▶ [THE TASK]:
Below is a block of records; please copy all of them exactly.

▶ [RECORDS PROVIDED]:
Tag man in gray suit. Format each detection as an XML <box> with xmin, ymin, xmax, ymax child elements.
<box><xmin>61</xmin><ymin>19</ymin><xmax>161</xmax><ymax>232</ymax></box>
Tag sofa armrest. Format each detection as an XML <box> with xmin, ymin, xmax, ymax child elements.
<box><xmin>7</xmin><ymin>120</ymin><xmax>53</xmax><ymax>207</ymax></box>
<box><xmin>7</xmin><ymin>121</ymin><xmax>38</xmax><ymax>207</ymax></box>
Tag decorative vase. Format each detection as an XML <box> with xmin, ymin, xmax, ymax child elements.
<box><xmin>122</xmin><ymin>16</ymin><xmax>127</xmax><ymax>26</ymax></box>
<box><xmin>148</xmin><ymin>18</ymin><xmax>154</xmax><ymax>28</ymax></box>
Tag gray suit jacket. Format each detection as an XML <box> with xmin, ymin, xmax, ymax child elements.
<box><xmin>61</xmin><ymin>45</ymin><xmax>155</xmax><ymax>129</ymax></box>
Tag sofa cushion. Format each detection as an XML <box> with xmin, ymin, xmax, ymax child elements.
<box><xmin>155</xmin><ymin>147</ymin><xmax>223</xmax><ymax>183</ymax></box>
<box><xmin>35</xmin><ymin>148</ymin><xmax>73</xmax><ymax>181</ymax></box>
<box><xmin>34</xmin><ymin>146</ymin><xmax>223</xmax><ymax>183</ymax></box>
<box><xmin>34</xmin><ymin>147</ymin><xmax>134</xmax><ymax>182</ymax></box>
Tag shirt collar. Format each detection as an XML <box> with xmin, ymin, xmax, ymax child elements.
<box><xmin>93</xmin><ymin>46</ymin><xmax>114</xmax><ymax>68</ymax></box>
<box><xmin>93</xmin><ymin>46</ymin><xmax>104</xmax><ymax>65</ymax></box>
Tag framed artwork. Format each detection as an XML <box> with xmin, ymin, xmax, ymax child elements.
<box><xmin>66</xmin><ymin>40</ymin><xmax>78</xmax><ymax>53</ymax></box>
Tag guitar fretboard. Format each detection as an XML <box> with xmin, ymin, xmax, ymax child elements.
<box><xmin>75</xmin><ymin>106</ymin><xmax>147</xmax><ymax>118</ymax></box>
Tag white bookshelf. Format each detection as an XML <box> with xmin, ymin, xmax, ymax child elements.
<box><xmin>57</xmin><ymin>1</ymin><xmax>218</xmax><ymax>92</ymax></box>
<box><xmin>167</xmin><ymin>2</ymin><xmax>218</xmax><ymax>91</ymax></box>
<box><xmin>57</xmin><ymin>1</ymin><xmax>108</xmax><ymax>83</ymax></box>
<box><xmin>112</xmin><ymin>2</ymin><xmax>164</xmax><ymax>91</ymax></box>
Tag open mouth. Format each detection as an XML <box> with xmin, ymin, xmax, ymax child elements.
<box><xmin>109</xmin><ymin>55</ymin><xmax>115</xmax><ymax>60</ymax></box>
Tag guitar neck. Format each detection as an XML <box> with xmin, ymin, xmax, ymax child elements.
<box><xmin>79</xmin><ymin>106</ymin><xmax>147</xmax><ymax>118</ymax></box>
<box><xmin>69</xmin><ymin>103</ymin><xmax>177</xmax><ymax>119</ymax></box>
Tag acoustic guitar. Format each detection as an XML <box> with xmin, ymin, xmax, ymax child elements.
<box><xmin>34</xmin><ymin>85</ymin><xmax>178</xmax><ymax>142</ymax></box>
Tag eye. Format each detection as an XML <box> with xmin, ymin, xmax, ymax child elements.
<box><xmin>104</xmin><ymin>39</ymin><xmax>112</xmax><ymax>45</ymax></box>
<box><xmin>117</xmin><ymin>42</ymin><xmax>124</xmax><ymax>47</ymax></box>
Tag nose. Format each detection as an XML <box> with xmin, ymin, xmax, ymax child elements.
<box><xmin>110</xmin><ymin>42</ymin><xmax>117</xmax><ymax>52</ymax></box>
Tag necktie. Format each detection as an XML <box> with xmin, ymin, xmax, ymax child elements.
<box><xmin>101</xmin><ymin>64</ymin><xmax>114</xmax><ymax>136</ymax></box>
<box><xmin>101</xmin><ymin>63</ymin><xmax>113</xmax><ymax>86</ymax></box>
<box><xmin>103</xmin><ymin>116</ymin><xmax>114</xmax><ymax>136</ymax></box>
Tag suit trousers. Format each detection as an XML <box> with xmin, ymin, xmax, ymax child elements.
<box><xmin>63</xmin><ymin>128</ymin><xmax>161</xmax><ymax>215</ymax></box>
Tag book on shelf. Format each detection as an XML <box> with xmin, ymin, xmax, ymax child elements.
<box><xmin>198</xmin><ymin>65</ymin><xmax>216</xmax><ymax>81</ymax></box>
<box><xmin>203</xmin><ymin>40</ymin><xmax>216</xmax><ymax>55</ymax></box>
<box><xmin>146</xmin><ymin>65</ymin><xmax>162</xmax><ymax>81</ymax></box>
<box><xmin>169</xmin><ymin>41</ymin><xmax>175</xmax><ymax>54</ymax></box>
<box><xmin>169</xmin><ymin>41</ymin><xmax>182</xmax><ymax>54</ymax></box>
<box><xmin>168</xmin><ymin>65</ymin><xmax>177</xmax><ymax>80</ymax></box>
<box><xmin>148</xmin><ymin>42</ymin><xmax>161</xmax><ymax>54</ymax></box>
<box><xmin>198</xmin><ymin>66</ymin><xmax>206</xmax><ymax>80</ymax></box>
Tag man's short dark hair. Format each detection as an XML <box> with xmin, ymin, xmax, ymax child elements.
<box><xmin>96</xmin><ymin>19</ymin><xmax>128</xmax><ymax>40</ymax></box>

▶ [RESULT]:
Tag man in gray suit. Format each detection as an XML <box> with xmin, ymin, xmax, ymax child elements.
<box><xmin>61</xmin><ymin>19</ymin><xmax>161</xmax><ymax>232</ymax></box>
Tag sofa armrest. Format each detection as an XML <box> with xmin, ymin, xmax, ymax child elements.
<box><xmin>7</xmin><ymin>120</ymin><xmax>53</xmax><ymax>207</ymax></box>
<box><xmin>7</xmin><ymin>121</ymin><xmax>38</xmax><ymax>207</ymax></box>
Tag decorative vase. Format each detection as an XML <box> with xmin, ymin, xmax, ymax child elements.
<box><xmin>122</xmin><ymin>16</ymin><xmax>127</xmax><ymax>26</ymax></box>
<box><xmin>148</xmin><ymin>18</ymin><xmax>154</xmax><ymax>28</ymax></box>
Tag gray suit jacket. Format each detection as an XML <box> with xmin, ymin, xmax, ymax child elements.
<box><xmin>61</xmin><ymin>45</ymin><xmax>155</xmax><ymax>129</ymax></box>
Tag sofa cushion. Format each detection as an XML <box> with xmin, ymin, xmax, ymax child elements.
<box><xmin>155</xmin><ymin>147</ymin><xmax>223</xmax><ymax>183</ymax></box>
<box><xmin>35</xmin><ymin>148</ymin><xmax>73</xmax><ymax>181</ymax></box>
<box><xmin>34</xmin><ymin>146</ymin><xmax>223</xmax><ymax>183</ymax></box>
<box><xmin>34</xmin><ymin>147</ymin><xmax>134</xmax><ymax>182</ymax></box>
Tag shirt collar. Format each detection as an XML <box> with xmin, ymin, xmax, ymax child elements.
<box><xmin>93</xmin><ymin>46</ymin><xmax>114</xmax><ymax>68</ymax></box>
<box><xmin>93</xmin><ymin>46</ymin><xmax>104</xmax><ymax>65</ymax></box>
Tag framed artwork. Format each detection as an XML <box> with xmin, ymin, xmax, ymax child elements.
<box><xmin>66</xmin><ymin>40</ymin><xmax>78</xmax><ymax>53</ymax></box>
Tag guitar fretboard. Format each detection as an XML <box> with xmin, ymin, xmax, ymax child elements.
<box><xmin>75</xmin><ymin>106</ymin><xmax>147</xmax><ymax>118</ymax></box>
Tag white bookshelf. Format each detection as an XML <box> with xmin, ymin, xmax, ymax child elements.
<box><xmin>57</xmin><ymin>1</ymin><xmax>218</xmax><ymax>92</ymax></box>
<box><xmin>167</xmin><ymin>2</ymin><xmax>218</xmax><ymax>91</ymax></box>
<box><xmin>57</xmin><ymin>1</ymin><xmax>108</xmax><ymax>83</ymax></box>
<box><xmin>112</xmin><ymin>2</ymin><xmax>164</xmax><ymax>91</ymax></box>
Tag open mouth. Format each detection as an XML <box> with xmin, ymin, xmax, ymax child elements.
<box><xmin>109</xmin><ymin>55</ymin><xmax>115</xmax><ymax>60</ymax></box>
Tag guitar neck. Format each detection as an XML <box> with xmin, ymin, xmax, ymax child elements.
<box><xmin>79</xmin><ymin>106</ymin><xmax>147</xmax><ymax>118</ymax></box>
<box><xmin>69</xmin><ymin>103</ymin><xmax>177</xmax><ymax>119</ymax></box>
Tag acoustic guitar. Format each detection as an XML <box> with xmin, ymin, xmax, ymax child elements.
<box><xmin>34</xmin><ymin>85</ymin><xmax>178</xmax><ymax>142</ymax></box>
Tag eye. Format each detection as an XML <box> with xmin, ymin, xmax, ymax child elements.
<box><xmin>104</xmin><ymin>39</ymin><xmax>112</xmax><ymax>45</ymax></box>
<box><xmin>117</xmin><ymin>42</ymin><xmax>124</xmax><ymax>47</ymax></box>
Tag nose. Format each detection as an XML <box> with xmin, ymin, xmax, ymax child elements.
<box><xmin>110</xmin><ymin>42</ymin><xmax>117</xmax><ymax>52</ymax></box>
Tag necktie. Format each detection as an XML <box> with xmin, ymin, xmax, ymax child elements.
<box><xmin>101</xmin><ymin>64</ymin><xmax>114</xmax><ymax>136</ymax></box>
<box><xmin>101</xmin><ymin>63</ymin><xmax>113</xmax><ymax>86</ymax></box>
<box><xmin>103</xmin><ymin>116</ymin><xmax>114</xmax><ymax>136</ymax></box>
Tag suit trousers. Format each detection as an XML <box> with xmin, ymin, xmax, ymax child elements.
<box><xmin>63</xmin><ymin>128</ymin><xmax>161</xmax><ymax>215</ymax></box>
Tag book on shelf. Format each detection as an XML <box> with xmin, ymin, xmax, ymax child elements.
<box><xmin>198</xmin><ymin>65</ymin><xmax>216</xmax><ymax>81</ymax></box>
<box><xmin>203</xmin><ymin>40</ymin><xmax>216</xmax><ymax>55</ymax></box>
<box><xmin>146</xmin><ymin>65</ymin><xmax>162</xmax><ymax>81</ymax></box>
<box><xmin>169</xmin><ymin>41</ymin><xmax>175</xmax><ymax>54</ymax></box>
<box><xmin>169</xmin><ymin>41</ymin><xmax>182</xmax><ymax>54</ymax></box>
<box><xmin>168</xmin><ymin>65</ymin><xmax>177</xmax><ymax>80</ymax></box>
<box><xmin>148</xmin><ymin>42</ymin><xmax>161</xmax><ymax>54</ymax></box>
<box><xmin>198</xmin><ymin>66</ymin><xmax>206</xmax><ymax>80</ymax></box>
Tag man's short dark hair. Format each detection as an XML <box> with xmin, ymin, xmax, ymax child elements.
<box><xmin>96</xmin><ymin>19</ymin><xmax>128</xmax><ymax>40</ymax></box>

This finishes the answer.